## Extract
--- START ---

As the daughter of astronomer and educator Carl Sagan and writer/producer of “Cosmos” and Contact, Ann Druyan, Sasha Sagan was taught from an early age about the power of science. “Science is a source of not just information, but awe, and even joy,” Sagan tells Thrive.
She has worked as a television producer, filmmaker, and editor. Now, Sagan has written For Small Creatures Such As We: Rituals for Finding Meaning in Our Unlikely World, a book about finding meaning and connection.
Sagan shares how she stays focused, and how to stay connected with the people who are meaningful to you.
Thrive Global: What’s the first thing you do when you get out of bed?
Sasha Sagan: Thank my sweet husband for bringing me a cup of coffee.
TG: What gives you energy?
SS: Lively conversations, great and bustling cities, packing for an exciting trip, parties, and progress.
TG: Tell us how you view the connection between spirituality and well-being.
SS: Asking ourselves deep, philosophical questions is sometimes very hard, but I think facing ourselves, our mortality, and our reality can help bring us a little closer to how we might hope to be, and provide a real sense of wholeness in our lives.
TG: What’s your secret life hack?
SS: Audiobooks. I love to read but there’s so little time in my life when I can just sit quietly with a book. Audiobooks let me learn, research, and get inspired while I fold laundry or run errands.
TG: What are some of your traditions?
SS: We have lots! Two favorites I write about in my book are our secular Passover Seder each spring, and our weekly singing of the Alphabet song, as prescribed by an unforgettable D.C. cab driver.
TG: What are some of the main lessons you hope your daughter learns from you and your husband as she grows?
SS: Even though life is finite, being here, right now is profound and wonderful and very lucky.
TG: How do you deal with email?

--- END ---

## Dataset entries
--- START ---

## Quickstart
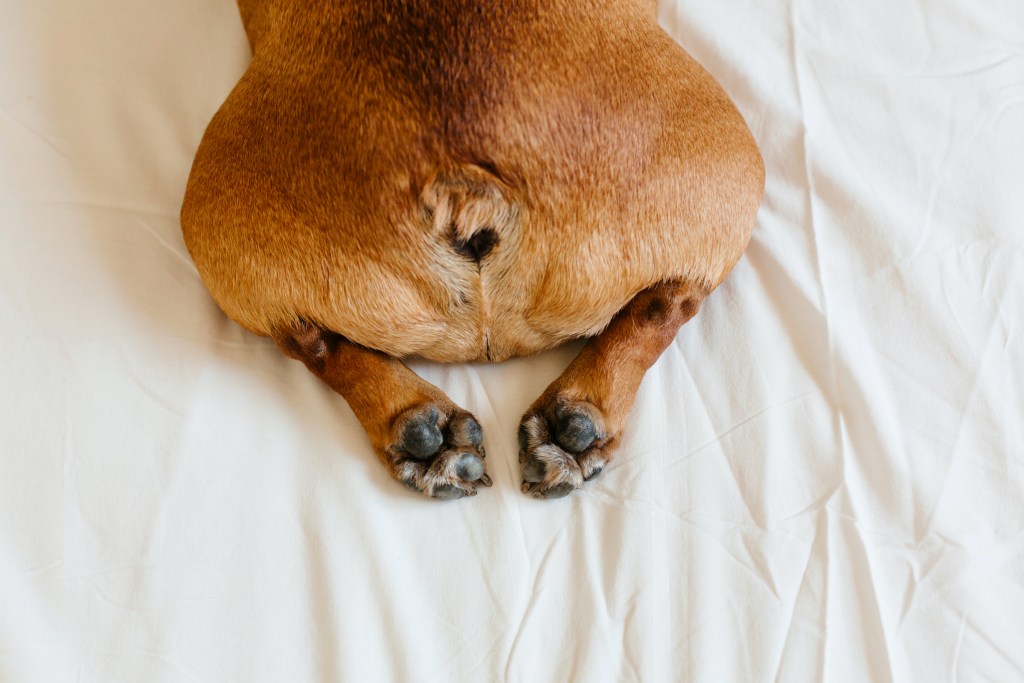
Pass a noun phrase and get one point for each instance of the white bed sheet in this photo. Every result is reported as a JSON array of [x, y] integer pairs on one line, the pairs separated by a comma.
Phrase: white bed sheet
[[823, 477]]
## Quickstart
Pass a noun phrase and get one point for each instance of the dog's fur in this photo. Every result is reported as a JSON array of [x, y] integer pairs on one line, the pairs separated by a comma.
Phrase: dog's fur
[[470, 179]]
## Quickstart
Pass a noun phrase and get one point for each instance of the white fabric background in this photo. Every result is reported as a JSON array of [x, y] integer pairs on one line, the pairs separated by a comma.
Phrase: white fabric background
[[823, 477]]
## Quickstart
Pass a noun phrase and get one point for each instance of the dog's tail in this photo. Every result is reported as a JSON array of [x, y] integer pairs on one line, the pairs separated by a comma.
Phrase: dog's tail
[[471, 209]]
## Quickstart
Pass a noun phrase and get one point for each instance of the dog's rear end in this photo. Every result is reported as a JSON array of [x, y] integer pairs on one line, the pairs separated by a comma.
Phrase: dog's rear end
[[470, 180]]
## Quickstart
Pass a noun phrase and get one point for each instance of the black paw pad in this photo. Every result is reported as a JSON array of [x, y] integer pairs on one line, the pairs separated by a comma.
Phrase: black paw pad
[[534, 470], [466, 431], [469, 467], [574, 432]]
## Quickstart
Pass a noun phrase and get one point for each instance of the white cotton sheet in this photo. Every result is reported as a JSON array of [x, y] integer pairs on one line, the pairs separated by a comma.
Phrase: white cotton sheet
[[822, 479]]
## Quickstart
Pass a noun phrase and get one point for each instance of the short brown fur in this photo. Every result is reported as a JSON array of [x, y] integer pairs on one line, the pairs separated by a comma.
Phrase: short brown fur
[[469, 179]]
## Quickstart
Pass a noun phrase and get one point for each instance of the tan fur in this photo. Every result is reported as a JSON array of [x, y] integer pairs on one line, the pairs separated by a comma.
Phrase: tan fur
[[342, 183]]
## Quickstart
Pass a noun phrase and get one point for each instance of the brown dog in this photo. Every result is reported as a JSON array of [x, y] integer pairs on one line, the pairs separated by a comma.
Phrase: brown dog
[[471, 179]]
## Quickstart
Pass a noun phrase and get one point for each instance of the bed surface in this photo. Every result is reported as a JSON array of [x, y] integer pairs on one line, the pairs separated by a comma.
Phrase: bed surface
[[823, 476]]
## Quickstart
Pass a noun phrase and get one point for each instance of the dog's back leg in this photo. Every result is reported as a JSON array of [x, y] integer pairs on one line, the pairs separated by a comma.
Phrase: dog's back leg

--- END ---

## What you will do
From the Sasha Sagan interview above, reproduce word for word the passage that opens with "TG: What are some of your" and ends with "and very lucky.", including both.

## Reply
TG: What are some of your traditions?
SS: We have lots! Two favorites I write about in my book are our secular Passover Seder each spring, and our weekly singing of the Alphabet song, as prescribed by an unforgettable D.C. cab driver.
TG: What are some of the main lessons you hope your daughter learns from you and your husband as she grows?
SS: Even though life is finite, being here, right now is profound and wonderful and very lucky.